• [PROVIDED PASSAGE]
+ + + +

A Symbol of Democracy and Classical Art: the Parthenon

It is a readily recognizable icon that every schoolchild knows - the Parthenon.  It is the most important surviving example of classical Greek art and an icon for Athenian democracy.  Built on the Acropolis, the seat of the Delian league, in the mid-5th century BCE, it was then and still is considered the finest example of a Doric temple ever built.

It's said that the Greeks have a word for it, but where the word "parthenon" came from is debatable.  The word "parthénos" has an unclear etymology.  It means a maiden or girl, but also means a virgin or unmarried woman.  It was applied to Athena and Artemis, maiden goddesses.  "Virgin" seems to be the reference, as "parthenoi" are the virgins who safeguard the city.  The parthenon may have been a room in the temple, which one is unknown, that were the "virgin's apartments", and may have referred to a room where a peplos, a garment, was woven and given to Athena by the Arrephoros, young girls who served in the cult of Athena.

Block V (fragment) from the east frieze of the Parthenon, circa 447-433 BCE.
This shows a new peplos being brought for Athena.  This is one of the so-called
"Elgin" marbles in the British Museum.  Click here to see their take on them.

+ + + +

• [STATED GOAL A] In the Parthenon passage, which two maiden goddesses was the word "parthénos" applied to?

(Dataset items)
+ + + +

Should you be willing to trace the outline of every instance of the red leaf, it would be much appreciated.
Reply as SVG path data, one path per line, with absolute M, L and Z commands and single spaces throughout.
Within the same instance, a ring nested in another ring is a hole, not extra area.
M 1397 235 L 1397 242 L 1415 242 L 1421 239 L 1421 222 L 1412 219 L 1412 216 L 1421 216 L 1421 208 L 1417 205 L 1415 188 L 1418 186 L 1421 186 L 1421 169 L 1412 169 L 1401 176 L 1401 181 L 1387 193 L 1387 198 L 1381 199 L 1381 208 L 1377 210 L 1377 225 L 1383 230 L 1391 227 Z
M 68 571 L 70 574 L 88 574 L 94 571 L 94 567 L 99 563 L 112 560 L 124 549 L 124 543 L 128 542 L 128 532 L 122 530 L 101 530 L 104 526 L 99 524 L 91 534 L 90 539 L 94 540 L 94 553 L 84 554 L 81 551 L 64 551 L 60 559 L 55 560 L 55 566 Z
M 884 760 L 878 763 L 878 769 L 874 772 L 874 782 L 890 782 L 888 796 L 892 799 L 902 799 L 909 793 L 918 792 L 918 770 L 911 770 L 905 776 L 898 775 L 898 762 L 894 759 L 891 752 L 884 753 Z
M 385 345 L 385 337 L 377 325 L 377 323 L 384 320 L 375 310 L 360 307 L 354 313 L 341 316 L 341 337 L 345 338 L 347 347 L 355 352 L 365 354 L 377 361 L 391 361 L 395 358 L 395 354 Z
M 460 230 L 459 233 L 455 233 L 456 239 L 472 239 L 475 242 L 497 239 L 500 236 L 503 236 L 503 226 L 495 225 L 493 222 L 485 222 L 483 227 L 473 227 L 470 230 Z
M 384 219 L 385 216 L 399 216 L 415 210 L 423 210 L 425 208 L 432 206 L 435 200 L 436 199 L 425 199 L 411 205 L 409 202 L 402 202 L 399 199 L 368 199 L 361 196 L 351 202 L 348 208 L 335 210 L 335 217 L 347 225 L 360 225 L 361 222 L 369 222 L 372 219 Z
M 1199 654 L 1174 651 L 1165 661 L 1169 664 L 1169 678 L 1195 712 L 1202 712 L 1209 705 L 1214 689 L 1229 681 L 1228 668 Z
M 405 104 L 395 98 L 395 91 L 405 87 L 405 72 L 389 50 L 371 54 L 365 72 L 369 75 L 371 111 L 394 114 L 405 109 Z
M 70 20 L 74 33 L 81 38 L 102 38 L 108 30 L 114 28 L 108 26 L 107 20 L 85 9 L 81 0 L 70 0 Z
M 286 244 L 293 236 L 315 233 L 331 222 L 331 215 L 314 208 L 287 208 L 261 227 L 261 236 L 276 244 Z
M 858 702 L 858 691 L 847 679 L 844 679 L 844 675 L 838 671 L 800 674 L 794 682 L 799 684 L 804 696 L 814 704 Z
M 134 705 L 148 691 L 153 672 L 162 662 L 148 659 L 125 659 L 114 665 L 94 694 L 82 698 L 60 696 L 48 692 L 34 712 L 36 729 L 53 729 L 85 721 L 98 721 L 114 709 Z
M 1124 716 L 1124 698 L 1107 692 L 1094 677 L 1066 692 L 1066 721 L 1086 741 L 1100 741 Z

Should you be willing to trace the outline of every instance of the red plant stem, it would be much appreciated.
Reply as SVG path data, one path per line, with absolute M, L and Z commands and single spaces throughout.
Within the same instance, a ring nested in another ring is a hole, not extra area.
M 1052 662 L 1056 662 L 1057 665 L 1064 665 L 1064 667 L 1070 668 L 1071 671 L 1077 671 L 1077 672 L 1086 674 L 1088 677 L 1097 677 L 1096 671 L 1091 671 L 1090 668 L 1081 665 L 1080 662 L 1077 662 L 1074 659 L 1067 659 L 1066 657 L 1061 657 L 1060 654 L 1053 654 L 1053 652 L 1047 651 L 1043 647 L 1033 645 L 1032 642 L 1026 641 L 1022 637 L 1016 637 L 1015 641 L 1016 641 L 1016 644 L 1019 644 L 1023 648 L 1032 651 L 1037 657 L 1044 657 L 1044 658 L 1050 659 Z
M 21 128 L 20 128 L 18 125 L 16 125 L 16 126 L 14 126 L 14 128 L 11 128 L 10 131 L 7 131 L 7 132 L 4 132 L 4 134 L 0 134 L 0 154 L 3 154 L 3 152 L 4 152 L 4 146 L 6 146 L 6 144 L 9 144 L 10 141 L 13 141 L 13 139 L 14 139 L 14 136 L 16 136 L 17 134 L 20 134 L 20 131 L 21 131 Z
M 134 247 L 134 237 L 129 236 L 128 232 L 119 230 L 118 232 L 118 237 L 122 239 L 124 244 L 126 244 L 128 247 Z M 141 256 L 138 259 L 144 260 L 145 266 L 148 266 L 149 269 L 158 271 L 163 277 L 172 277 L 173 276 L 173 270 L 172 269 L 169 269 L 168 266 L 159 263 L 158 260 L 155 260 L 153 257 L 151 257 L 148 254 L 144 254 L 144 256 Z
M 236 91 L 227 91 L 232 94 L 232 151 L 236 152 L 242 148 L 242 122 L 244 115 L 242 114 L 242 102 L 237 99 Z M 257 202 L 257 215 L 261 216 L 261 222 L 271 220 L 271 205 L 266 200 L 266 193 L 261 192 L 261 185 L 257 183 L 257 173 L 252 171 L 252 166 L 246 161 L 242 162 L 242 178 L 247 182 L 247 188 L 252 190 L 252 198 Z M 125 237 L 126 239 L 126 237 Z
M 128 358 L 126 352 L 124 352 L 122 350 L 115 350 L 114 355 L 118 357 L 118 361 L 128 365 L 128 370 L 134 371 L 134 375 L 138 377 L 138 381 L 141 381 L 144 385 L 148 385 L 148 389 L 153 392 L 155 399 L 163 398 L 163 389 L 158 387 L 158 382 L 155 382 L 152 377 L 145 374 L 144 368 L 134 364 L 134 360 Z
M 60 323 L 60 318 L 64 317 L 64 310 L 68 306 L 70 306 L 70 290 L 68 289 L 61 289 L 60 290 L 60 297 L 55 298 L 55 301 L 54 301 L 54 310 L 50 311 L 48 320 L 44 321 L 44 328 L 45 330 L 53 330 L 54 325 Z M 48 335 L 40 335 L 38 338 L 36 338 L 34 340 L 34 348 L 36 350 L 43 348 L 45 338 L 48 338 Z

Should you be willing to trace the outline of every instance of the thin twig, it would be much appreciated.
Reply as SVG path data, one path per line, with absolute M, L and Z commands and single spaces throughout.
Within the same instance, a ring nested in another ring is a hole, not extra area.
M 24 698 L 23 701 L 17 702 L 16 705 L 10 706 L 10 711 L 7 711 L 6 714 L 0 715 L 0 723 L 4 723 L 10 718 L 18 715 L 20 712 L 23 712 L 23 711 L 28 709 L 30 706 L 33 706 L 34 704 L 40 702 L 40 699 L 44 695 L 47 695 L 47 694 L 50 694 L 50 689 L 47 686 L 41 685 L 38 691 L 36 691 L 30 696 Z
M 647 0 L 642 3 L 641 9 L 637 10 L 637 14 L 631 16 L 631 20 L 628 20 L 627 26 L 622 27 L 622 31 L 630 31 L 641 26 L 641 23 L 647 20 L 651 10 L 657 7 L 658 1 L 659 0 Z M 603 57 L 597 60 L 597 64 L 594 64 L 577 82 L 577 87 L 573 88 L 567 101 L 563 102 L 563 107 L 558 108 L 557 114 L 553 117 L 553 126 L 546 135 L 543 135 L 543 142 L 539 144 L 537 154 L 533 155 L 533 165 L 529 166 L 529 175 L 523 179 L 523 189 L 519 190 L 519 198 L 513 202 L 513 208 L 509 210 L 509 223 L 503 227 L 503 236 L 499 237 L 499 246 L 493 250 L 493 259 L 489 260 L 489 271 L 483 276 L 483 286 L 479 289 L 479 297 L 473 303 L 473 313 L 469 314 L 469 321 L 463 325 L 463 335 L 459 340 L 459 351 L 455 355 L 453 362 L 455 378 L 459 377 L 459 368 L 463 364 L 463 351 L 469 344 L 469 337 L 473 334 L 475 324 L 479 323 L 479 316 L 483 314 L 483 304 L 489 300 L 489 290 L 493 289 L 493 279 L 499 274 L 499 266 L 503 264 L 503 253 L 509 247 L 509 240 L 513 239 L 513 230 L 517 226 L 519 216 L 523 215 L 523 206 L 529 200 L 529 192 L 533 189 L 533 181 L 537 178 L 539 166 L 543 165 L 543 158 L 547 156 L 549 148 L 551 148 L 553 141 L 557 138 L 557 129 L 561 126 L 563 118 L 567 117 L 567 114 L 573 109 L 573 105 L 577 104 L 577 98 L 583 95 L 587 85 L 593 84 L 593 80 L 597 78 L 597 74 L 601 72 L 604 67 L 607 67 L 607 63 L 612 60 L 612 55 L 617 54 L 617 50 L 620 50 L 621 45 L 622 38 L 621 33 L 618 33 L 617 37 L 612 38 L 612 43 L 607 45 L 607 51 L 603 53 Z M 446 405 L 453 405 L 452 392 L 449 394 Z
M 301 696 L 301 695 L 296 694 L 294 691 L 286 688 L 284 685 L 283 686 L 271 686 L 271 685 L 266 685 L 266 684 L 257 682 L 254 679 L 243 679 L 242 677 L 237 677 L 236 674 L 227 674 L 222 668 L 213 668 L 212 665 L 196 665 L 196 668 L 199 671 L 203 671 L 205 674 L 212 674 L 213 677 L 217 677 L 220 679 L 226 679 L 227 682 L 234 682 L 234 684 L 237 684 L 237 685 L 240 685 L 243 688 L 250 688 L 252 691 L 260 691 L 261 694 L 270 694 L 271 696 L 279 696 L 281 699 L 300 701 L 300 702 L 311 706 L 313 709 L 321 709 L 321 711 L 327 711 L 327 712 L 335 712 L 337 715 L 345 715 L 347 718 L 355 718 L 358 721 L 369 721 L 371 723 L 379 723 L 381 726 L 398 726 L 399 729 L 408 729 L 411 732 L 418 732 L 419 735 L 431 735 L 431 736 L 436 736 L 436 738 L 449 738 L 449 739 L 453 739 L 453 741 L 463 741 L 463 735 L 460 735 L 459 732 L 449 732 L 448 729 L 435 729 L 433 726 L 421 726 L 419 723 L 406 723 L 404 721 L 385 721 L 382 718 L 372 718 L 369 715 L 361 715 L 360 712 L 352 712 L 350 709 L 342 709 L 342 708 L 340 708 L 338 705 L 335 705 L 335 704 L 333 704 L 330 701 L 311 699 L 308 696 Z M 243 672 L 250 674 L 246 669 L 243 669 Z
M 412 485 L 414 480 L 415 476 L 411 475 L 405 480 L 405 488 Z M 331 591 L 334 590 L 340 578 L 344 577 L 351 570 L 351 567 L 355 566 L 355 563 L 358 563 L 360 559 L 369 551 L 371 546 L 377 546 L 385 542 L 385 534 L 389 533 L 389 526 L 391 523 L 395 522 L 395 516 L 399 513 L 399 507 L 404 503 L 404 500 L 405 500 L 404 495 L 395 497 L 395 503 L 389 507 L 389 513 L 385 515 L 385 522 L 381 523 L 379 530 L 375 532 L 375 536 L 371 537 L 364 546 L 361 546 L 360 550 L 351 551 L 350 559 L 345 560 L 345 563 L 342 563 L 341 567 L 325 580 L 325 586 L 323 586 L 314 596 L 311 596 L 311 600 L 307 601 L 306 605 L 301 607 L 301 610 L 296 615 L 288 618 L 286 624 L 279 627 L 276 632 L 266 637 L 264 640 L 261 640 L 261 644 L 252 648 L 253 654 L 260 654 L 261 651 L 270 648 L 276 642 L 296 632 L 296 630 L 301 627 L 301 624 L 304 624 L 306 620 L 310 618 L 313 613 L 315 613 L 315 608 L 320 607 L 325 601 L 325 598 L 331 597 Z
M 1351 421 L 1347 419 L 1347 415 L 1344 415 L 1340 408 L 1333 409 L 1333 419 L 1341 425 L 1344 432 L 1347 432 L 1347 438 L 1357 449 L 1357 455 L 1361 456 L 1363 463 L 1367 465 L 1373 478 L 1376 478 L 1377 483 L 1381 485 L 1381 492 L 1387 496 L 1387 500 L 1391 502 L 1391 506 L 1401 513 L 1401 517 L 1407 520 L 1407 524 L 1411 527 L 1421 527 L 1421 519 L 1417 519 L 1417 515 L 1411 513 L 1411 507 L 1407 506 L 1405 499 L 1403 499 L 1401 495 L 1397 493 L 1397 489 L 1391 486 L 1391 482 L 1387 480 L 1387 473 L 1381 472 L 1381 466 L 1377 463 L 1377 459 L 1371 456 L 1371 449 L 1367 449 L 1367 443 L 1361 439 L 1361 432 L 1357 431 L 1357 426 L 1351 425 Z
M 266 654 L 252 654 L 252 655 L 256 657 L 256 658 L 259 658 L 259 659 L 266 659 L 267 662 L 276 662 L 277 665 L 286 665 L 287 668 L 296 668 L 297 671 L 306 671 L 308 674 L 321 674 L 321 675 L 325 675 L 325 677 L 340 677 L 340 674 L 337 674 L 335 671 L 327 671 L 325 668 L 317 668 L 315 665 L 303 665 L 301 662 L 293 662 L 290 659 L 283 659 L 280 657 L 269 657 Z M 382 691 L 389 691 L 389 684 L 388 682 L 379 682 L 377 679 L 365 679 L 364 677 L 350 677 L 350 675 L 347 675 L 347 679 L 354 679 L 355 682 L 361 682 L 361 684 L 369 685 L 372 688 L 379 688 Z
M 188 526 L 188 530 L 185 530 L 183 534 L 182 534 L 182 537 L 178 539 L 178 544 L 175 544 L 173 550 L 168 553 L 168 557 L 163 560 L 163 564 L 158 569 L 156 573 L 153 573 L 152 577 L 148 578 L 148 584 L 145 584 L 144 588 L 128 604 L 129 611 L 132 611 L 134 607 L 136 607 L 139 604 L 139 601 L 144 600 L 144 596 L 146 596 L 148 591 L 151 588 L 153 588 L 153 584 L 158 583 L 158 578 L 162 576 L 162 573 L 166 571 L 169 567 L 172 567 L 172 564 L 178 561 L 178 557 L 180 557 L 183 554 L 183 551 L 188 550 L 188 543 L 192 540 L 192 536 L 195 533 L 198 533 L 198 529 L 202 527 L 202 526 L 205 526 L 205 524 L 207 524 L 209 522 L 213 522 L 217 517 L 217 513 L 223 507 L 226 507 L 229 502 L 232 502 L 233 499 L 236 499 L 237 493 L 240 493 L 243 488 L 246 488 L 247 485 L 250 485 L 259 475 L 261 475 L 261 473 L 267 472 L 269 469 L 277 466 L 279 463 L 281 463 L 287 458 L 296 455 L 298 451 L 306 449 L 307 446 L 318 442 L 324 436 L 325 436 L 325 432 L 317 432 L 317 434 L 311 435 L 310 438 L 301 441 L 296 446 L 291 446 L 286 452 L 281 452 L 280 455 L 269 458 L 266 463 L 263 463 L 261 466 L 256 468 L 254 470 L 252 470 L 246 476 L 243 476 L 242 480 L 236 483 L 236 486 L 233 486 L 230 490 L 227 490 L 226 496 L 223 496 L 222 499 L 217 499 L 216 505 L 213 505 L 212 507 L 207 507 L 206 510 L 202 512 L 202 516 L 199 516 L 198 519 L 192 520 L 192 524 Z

+ + + +

• [STATED GOAL B] Write out the lines of the records as a JSON list of strings, one string per line and blank lines omitted. Start at the line containing "stem, it would be much appreciated." and end at the line containing "M 1052 662 L".

• [TASK RESPONSE A] Athena and Artemis.

• [TASK RESPONSE B]
[
  "Should you be willing to trace the outline of every instance of the red plant stem, it would be much appreciated.",
  "Reply as SVG path data, one path per line, with absolute M, L and Z commands and single spaces throughout.",
  "Within the same instance, a ring nested in another ring is a hole, not extra area.",
  "M 1052 662 L 1056 662 L 1057 665 L 1064 665 L 1064 667 L 1070 668 L 1071 671 L 1077 671 L 1077 672 L 1086 674 L 1088 677 L 1097 677 L 1096 671 L 1091 671 L 1090 668 L 1081 665 L 1080 662 L 1077 662 L 1074 659 L 1067 659 L 1066 657 L 1061 657 L 1060 654 L 1053 654 L 1053 652 L 1047 651 L 1043 647 L 1033 645 L 1032 642 L 1026 641 L 1022 637 L 1016 637 L 1015 641 L 1016 641 L 1016 644 L 1019 644 L 1023 648 L 1032 651 L 1037 657 L 1044 657 L 1044 658 L 1050 659 Z"
]